__Exercise objective__:
Please answer these questions about "The Little Things" below:
1. For which previous employer did the writer manage a network?
2. Who has to fix things when the Exchange server goes down or a switch fails?
3. How long did the writer and a subordinate spend getting a system working so people could get online?

__Exercise passage__:
········

20060314

The Little Things

I have been in country long enough that I am taking stock of the little things. Sometimes the little things piss you off, they brighten your day, or you just notice them.

When I assumed the duties of the S6 I took over computer and network operations of the PRT. My visions of the position included what I have done in the past managing a network for my previous employer, ExecuTrain of Kansas City. I had full administrator privileges on the network in the Jefferson City office. Here, the unit managing the theater network will not give me an admin level account on the domain! There are work arounds that I have implemented but I shouldn’t have had to do them.

When I take a printer down and replace it, me and my subordinates have to manually map the printer for everyone’s account when they log on, something that could be automated with a script if I had full admin rights. Pretty aggravating. However, when the Exchange server goes down or a switch shoots craps, I just shrug my shoulders and say “not my problem”. Those messes have to be fixed by the civilian contractors because they are managing that stuff, not me. On those days I am glad I do not have full admin rights.

Back home we are accustomed to having an Internet connection that is pretty reliable. You should hear the soldiers here howl and complain when there is a service interruption on the Morale, Welfare, and Recreation (MWR) system! It is amazing that a non-mission essential system can have such a dramatic impact. When soldiers can’t go online to check their e-mail or do a chat session with a loved one they get pretty cranky. Me and one of my subordinates spent a day and a half trying to get a system to work properly so people can get online. Once we got the bugs worked out, everyone thought we were capable of walking on water. I guess we are water walkers until something else craps out!

We have a PX here. When we don’t open it on time because we are swamped people get antsy. The shelves may be close to empty but they still want to get in even though they may not buy anything. A soldier may be dying for a pack of smokes or a couple of cans of Red Bull and be flat broke. Float the guy some credit until Finance shows up and his world just became much brighter.

········

(Dataset items)
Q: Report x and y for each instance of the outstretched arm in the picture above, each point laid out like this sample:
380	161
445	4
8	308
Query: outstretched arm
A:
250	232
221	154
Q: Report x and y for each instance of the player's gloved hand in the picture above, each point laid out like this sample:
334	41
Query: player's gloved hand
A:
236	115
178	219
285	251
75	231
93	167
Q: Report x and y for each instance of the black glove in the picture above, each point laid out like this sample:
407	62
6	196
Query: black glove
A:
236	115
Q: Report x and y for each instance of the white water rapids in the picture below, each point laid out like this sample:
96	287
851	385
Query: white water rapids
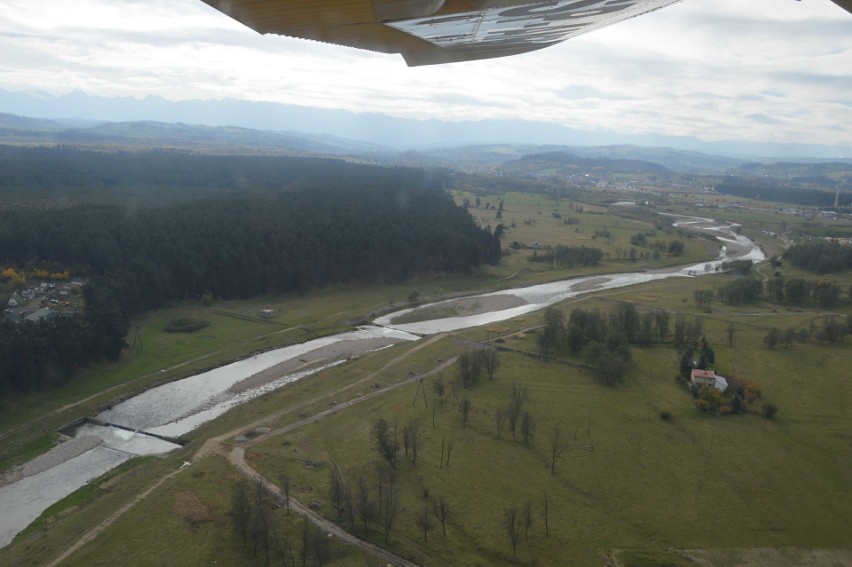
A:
178	407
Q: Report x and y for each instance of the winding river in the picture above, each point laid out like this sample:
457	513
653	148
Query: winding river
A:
176	408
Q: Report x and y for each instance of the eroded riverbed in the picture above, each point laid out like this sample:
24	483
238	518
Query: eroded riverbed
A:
176	408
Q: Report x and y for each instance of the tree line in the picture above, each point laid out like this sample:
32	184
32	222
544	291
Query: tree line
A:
770	191
340	224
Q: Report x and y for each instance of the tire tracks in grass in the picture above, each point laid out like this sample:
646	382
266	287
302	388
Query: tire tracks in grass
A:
237	459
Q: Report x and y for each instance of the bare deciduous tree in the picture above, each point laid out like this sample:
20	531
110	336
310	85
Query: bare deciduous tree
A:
425	522
527	427
500	421
527	518
240	510
366	505
517	397
386	439
512	528
438	387
464	408
441	510
285	487
555	445
491	361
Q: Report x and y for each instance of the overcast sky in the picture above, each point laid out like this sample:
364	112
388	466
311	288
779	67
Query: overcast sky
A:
761	70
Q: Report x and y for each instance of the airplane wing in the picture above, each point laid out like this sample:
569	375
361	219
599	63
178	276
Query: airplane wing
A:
428	32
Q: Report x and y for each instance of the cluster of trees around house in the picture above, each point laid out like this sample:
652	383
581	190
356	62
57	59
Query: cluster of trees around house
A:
740	396
820	257
568	256
47	353
771	191
338	223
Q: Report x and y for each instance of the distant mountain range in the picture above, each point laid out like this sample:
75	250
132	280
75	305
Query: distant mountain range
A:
516	159
379	130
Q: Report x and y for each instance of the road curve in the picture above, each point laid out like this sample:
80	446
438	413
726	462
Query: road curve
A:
237	458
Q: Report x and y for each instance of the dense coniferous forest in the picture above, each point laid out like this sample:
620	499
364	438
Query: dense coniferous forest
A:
771	191
322	222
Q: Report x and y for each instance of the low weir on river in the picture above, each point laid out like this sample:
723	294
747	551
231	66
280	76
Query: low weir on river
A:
155	421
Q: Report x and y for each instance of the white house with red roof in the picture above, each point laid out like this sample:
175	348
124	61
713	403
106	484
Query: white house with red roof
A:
708	378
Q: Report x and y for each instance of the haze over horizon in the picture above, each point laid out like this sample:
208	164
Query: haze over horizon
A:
763	72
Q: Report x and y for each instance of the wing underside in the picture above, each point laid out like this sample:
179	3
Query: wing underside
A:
427	32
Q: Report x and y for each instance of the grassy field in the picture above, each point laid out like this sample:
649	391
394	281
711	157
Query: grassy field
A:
626	479
530	218
629	487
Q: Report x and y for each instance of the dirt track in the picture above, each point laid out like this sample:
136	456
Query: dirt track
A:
235	456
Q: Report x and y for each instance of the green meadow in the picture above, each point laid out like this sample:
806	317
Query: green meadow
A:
628	487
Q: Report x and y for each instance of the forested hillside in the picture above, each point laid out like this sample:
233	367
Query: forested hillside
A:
305	224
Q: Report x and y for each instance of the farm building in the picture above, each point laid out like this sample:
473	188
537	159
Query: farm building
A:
708	378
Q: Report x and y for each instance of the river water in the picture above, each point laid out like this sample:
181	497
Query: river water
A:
176	408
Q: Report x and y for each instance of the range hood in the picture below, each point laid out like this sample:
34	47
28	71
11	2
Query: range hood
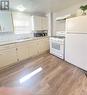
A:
63	17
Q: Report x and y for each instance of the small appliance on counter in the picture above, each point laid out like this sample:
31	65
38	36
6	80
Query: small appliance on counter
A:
57	45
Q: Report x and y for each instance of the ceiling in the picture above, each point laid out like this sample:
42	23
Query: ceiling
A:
43	6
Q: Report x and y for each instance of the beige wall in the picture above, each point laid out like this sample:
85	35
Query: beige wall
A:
60	26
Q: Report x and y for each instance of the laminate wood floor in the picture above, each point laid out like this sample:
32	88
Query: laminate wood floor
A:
55	77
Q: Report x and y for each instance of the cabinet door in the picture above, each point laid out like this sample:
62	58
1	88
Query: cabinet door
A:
36	23
33	48
7	57
22	50
43	45
77	24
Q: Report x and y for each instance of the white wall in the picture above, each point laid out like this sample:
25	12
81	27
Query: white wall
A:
50	24
60	26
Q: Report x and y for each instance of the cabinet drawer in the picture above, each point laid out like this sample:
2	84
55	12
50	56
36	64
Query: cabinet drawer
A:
5	47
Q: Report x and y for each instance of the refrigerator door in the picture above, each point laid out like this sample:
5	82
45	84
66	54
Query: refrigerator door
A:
77	25
76	50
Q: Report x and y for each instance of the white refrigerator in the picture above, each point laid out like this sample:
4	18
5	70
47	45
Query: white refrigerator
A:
76	41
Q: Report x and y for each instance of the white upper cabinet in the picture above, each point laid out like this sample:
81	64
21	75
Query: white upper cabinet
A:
77	24
6	23
39	23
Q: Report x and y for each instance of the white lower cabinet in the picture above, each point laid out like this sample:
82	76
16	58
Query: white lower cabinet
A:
7	55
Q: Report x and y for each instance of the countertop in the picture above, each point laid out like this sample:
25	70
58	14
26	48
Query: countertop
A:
20	40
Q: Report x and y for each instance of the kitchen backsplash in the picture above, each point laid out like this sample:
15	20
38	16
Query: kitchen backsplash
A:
12	36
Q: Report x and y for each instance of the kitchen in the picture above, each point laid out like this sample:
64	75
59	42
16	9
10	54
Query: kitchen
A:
43	47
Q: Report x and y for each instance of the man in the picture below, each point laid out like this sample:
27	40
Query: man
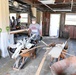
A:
13	22
35	28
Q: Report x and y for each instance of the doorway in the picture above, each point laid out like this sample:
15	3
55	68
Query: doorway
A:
54	25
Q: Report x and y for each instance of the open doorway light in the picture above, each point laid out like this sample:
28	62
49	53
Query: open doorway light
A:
47	1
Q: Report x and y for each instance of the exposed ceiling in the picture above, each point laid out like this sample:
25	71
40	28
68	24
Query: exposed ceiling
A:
53	6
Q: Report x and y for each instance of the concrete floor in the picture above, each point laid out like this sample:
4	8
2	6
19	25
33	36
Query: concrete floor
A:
31	66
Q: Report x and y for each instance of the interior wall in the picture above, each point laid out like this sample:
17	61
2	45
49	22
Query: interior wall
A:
45	23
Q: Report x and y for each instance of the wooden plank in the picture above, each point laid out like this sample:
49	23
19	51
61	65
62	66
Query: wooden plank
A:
19	31
40	66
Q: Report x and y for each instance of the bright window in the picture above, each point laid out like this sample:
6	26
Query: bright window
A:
24	17
70	19
12	14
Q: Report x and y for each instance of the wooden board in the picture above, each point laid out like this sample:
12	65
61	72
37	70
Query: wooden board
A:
56	51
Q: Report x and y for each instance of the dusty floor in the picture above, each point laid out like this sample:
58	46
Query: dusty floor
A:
31	66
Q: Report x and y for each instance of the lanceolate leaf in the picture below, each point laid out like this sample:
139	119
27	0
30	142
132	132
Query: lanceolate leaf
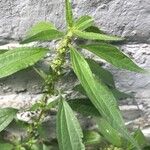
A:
113	55
140	138
84	106
99	94
68	129
92	137
95	36
120	95
6	116
6	146
3	51
101	73
108	132
19	58
83	22
94	29
69	15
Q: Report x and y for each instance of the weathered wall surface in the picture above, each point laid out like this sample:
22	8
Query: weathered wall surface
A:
130	19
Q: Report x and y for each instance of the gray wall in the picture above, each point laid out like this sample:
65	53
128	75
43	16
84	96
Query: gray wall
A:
130	19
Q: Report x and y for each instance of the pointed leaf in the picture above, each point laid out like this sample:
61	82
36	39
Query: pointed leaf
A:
19	58
6	146
113	55
3	51
101	73
83	23
6	117
69	15
95	36
84	106
140	138
109	133
68	129
99	94
120	95
91	137
94	30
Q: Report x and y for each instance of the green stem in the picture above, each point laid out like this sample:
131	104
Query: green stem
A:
56	68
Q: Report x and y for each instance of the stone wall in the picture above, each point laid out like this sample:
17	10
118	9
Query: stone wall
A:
130	19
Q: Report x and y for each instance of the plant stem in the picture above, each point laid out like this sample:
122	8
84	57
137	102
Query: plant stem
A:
50	90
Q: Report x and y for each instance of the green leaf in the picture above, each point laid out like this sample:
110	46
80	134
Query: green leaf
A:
117	94
94	29
101	73
69	15
83	23
109	133
140	138
95	36
68	129
5	146
79	89
19	58
99	94
91	137
84	106
113	55
120	95
6	117
3	51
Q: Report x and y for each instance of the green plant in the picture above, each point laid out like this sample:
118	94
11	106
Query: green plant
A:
96	84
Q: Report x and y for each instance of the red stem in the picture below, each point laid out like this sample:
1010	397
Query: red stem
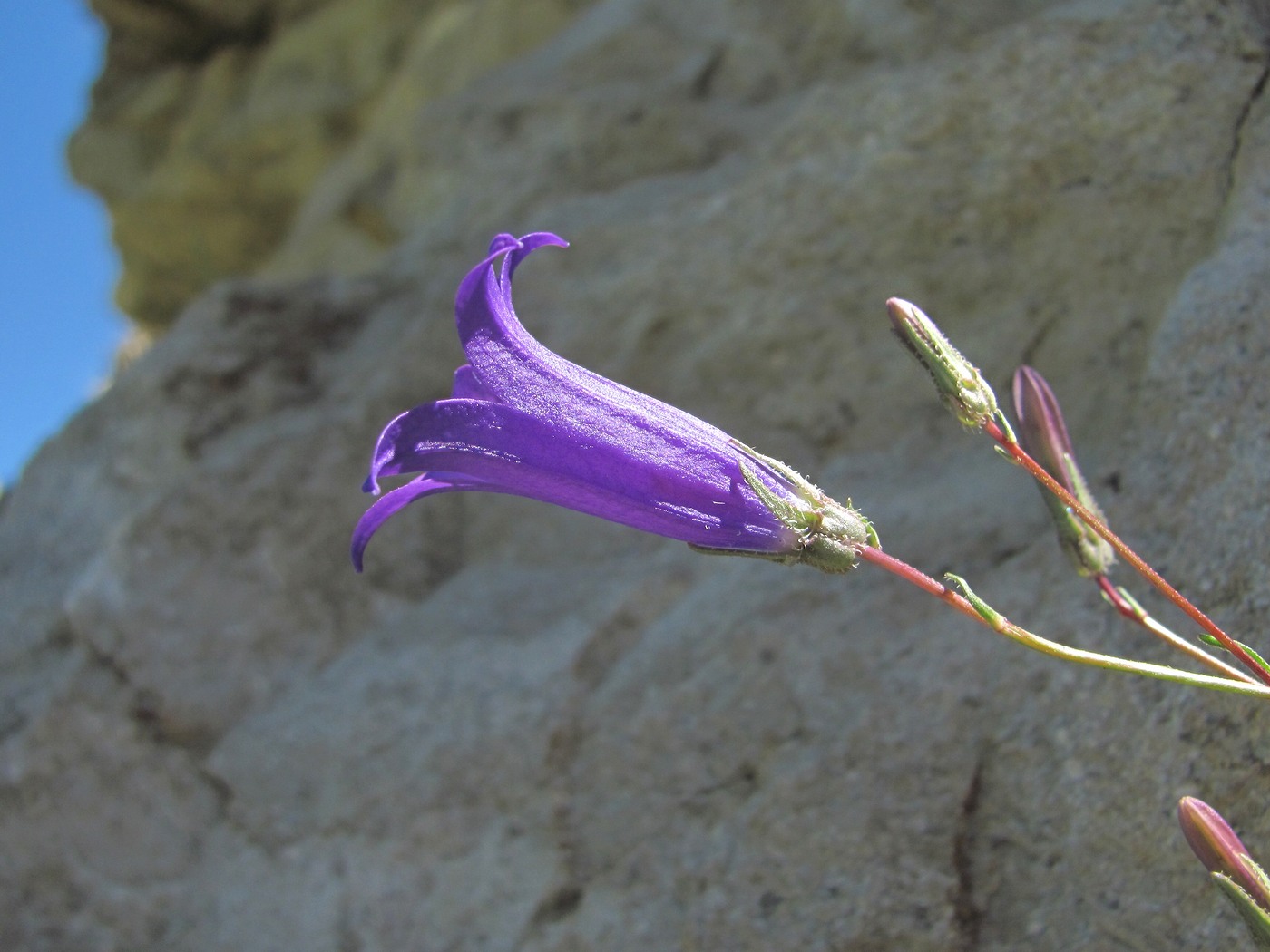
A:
921	579
1038	471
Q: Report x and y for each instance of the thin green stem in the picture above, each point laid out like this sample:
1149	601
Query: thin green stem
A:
1002	626
1136	613
1040	475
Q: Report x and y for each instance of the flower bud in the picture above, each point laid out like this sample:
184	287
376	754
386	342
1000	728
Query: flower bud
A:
1234	871
1044	435
962	387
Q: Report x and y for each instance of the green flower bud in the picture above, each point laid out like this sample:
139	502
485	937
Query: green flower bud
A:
962	387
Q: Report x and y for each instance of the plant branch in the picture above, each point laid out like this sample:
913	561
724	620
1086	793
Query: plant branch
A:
1016	453
984	615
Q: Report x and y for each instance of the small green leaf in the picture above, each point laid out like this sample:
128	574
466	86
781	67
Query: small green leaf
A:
1254	916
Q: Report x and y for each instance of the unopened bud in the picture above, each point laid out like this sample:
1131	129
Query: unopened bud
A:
1234	871
962	387
1044	435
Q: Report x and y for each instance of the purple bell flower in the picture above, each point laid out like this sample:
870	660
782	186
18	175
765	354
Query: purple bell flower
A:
526	422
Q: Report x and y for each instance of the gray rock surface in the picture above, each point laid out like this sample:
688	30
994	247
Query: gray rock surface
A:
523	729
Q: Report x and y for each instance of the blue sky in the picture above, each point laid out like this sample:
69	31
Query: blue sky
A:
59	326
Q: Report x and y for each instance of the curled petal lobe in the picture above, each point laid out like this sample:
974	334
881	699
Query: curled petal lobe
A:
698	499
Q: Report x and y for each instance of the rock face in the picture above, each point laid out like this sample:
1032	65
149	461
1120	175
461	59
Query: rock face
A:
523	729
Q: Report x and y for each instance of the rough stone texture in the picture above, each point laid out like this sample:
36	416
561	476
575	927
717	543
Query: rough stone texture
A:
523	729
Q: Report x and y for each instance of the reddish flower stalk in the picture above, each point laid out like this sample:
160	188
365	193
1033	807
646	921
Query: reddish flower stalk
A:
1018	453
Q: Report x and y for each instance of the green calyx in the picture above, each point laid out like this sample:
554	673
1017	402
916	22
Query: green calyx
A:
828	535
1089	552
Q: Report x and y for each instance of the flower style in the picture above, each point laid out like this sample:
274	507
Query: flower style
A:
523	421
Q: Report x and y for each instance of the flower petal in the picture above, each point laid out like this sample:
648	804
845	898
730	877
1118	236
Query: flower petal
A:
469	386
394	501
694	494
521	372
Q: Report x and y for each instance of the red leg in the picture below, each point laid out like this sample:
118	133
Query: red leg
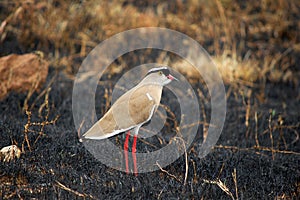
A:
134	155
126	151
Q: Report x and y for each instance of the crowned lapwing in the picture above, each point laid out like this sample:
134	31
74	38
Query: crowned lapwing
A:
132	110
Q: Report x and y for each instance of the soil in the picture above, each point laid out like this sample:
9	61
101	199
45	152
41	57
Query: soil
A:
59	167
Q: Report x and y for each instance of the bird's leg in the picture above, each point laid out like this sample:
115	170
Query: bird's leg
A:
134	155
126	151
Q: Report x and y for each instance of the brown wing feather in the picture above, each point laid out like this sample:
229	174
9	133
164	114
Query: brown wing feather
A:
131	109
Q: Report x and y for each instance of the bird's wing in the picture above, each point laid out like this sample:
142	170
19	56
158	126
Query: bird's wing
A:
133	108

········

__Task result__:
1. ExecuTrain of Kansas City
2. The civilian contractors
3. A day and a half